# [Page excerpt]
######
Life as a teacher is full of stress.
A recent Gallup poll found that 46 percent of teachers in grades K-12 reported high daily stress, while other studies have found that teachers endure stressful moments two to four times per day.
We at Teaching Channel wanted to reach out to teachers to see how they handle the day-to-day stress that comes with the job, and how they avoid burnout.
There are many ways to help deal with stress to keep you engaged with your students and your administration. Some strategies involve finding an activity outside of school to clear your mind.
Here are five tips from a veteran high school science teacher in Kentucky on how to avoid teacher burnout and maintain lower stress levels.
Keep Your Mind Fresh
Hannah Karell, a high school biology and chemistry teacher, said that it’s important to “take a daily vacation” from your mind to avoid teacher burnout. She recommends meditation or physical activity.
“You have to find something you enjoy to do or something that’s completely mind-numbing,” Karell said. “For me, I do like to meditate because it’s five minutes a day – or however long I need it to be – where I’m constantly focusing on nothing else but me. I’m breathing, I’m thinking about my heart rate or something happy or whatever my meditation app, Simple Habit, tells me to do. But if that doesn’t work for you, do sports or a physical activity. Anything that can help you clear your mind is really important.”
Try to Keep Work at Work
It’s not always possible, but Karell advises that it’s best to keep your time away from the classroom free from work-related tasks, allowing you to take time to enjoy yourself.
######
# [Data to examine]
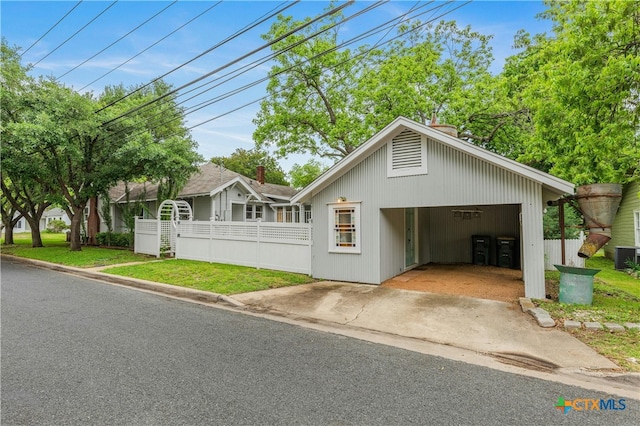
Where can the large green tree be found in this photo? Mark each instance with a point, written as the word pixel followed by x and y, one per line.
pixel 75 150
pixel 20 192
pixel 308 110
pixel 582 87
pixel 246 163
pixel 303 174
pixel 326 100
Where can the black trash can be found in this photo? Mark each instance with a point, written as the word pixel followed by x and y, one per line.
pixel 506 252
pixel 480 249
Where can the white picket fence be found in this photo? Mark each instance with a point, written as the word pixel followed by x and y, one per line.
pixel 553 253
pixel 268 245
pixel 147 237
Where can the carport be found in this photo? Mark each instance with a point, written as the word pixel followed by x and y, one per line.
pixel 412 196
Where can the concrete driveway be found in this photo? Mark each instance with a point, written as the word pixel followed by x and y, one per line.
pixel 486 326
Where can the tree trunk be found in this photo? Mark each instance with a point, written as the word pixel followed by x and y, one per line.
pixel 36 238
pixel 93 222
pixel 76 227
pixel 8 235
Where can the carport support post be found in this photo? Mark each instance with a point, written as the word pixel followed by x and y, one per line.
pixel 562 234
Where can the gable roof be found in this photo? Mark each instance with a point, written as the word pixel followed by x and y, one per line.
pixel 202 183
pixel 550 183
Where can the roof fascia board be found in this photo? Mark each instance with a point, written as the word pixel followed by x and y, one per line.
pixel 346 163
pixel 279 197
pixel 232 182
pixel 401 123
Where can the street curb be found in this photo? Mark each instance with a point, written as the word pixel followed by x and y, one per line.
pixel 168 289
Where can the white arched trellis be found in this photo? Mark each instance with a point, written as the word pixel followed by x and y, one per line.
pixel 170 213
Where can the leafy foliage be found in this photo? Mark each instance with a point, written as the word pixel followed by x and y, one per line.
pixel 303 175
pixel 56 226
pixel 326 101
pixel 61 146
pixel 582 87
pixel 114 239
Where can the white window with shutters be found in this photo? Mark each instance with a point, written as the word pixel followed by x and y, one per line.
pixel 407 154
pixel 344 228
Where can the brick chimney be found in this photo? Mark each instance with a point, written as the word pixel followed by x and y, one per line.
pixel 260 175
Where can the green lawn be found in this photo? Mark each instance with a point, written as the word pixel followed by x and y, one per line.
pixel 616 298
pixel 214 277
pixel 56 250
pixel 217 278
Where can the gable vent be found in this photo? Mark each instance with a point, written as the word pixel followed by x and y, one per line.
pixel 407 154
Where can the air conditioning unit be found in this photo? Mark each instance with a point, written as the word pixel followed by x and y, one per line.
pixel 625 254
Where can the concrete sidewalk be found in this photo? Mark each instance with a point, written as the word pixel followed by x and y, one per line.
pixel 485 326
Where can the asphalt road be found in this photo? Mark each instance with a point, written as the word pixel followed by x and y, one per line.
pixel 77 351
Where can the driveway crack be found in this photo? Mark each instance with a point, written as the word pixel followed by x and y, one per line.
pixel 356 317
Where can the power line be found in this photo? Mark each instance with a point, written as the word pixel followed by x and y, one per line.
pixel 237 34
pixel 377 29
pixel 259 62
pixel 270 43
pixel 152 45
pixel 76 33
pixel 49 30
pixel 327 51
pixel 121 38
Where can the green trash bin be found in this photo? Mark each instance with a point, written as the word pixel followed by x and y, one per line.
pixel 576 284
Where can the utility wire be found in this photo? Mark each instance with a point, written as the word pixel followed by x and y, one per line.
pixel 237 34
pixel 152 45
pixel 76 33
pixel 255 64
pixel 329 50
pixel 377 29
pixel 50 29
pixel 246 55
pixel 382 27
pixel 121 38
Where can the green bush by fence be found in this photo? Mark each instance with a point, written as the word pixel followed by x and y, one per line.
pixel 114 239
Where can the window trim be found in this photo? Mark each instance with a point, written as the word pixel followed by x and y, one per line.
pixel 357 228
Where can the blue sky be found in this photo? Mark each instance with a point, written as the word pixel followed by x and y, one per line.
pixel 24 22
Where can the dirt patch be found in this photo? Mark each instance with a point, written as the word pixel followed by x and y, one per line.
pixel 482 282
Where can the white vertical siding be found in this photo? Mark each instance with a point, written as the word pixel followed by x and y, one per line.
pixel 391 243
pixel 454 179
pixel 622 231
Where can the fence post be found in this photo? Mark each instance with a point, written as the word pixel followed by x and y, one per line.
pixel 159 236
pixel 211 240
pixel 258 243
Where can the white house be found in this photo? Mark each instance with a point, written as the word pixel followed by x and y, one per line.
pixel 53 213
pixel 216 193
pixel 413 195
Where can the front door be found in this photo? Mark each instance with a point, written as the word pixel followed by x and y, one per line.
pixel 410 237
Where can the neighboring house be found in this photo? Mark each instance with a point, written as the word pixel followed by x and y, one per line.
pixel 49 215
pixel 55 213
pixel 625 231
pixel 216 193
pixel 413 195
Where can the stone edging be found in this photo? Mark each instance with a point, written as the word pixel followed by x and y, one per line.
pixel 544 320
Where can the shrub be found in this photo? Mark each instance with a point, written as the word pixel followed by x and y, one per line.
pixel 57 226
pixel 114 239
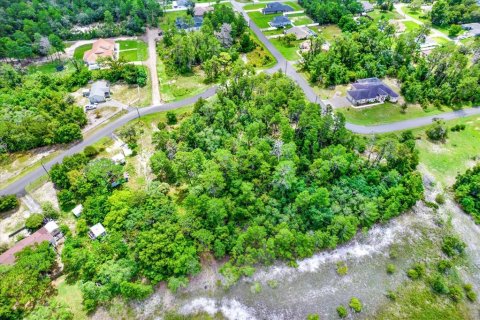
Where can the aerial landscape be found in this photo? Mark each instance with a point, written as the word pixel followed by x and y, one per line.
pixel 239 159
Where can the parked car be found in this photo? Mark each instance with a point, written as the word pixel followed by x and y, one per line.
pixel 90 107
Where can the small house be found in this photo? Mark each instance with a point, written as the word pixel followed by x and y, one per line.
pixel 200 11
pixel 367 6
pixel 97 231
pixel 371 90
pixel 77 211
pixel 276 7
pixel 280 22
pixel 99 92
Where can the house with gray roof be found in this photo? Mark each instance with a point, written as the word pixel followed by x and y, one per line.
pixel 99 92
pixel 370 90
pixel 280 22
pixel 276 7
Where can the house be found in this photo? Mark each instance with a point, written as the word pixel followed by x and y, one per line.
pixel 77 211
pixel 102 48
pixel 280 22
pixel 39 236
pixel 301 33
pixel 97 231
pixel 367 6
pixel 370 90
pixel 276 7
pixel 200 11
pixel 182 24
pixel 99 92
pixel 472 28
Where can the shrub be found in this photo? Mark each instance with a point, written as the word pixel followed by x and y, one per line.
pixel 342 311
pixel 440 198
pixel 34 222
pixel 391 268
pixel 8 202
pixel 171 118
pixel 356 304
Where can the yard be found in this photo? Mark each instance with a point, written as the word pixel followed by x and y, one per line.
pixel 260 19
pixel 133 50
pixel 290 53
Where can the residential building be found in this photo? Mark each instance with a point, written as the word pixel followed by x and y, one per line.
pixel 276 7
pixel 99 92
pixel 182 24
pixel 102 48
pixel 200 11
pixel 370 90
pixel 97 231
pixel 367 6
pixel 280 22
pixel 301 33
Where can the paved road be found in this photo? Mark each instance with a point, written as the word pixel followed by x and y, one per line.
pixel 18 186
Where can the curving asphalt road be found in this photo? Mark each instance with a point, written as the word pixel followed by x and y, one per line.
pixel 18 186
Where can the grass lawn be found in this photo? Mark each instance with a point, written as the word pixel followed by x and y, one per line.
pixel 78 54
pixel 290 53
pixel 254 6
pixel 410 26
pixel 133 50
pixel 294 5
pixel 456 155
pixel 72 297
pixel 388 15
pixel 302 20
pixel 178 87
pixel 260 19
pixel 386 113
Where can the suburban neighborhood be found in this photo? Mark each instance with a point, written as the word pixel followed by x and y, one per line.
pixel 308 159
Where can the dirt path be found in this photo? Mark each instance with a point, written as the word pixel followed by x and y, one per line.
pixel 152 65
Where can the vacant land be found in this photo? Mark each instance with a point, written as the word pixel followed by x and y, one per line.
pixel 133 50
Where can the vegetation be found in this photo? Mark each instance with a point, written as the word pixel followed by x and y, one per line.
pixel 31 29
pixel 467 192
pixel 8 202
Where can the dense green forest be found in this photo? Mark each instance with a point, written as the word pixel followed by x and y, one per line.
pixel 448 76
pixel 30 28
pixel 215 47
pixel 447 12
pixel 256 175
pixel 36 109
pixel 467 192
pixel 330 11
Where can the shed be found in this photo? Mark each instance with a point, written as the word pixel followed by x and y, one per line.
pixel 280 22
pixel 77 211
pixel 97 231
pixel 99 92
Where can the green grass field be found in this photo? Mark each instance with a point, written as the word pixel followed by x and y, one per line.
pixel 386 113
pixel 290 53
pixel 133 50
pixel 78 54
pixel 456 155
pixel 260 19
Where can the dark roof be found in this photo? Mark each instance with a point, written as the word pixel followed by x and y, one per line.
pixel 370 88
pixel 8 257
pixel 274 7
pixel 182 24
pixel 280 21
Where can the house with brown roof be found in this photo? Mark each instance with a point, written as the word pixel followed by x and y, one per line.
pixel 102 48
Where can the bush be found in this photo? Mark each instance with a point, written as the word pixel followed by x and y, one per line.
pixel 342 311
pixel 391 268
pixel 171 118
pixel 356 304
pixel 34 222
pixel 8 202
pixel 440 198
pixel 90 152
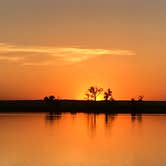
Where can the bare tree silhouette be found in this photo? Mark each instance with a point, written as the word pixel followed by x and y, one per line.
pixel 108 94
pixel 94 92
######
# [Work to be completed]
Can you repeat the teacher burnout text word for word, from "Keep Your Mind" to "or physical activity."?

# [Solution]
Keep Your Mind Fresh
Hannah Karell, a high school biology and chemistry teacher, said that it’s important to “take a daily vacation” from your mind to avoid teacher burnout. She recommends meditation or physical activity.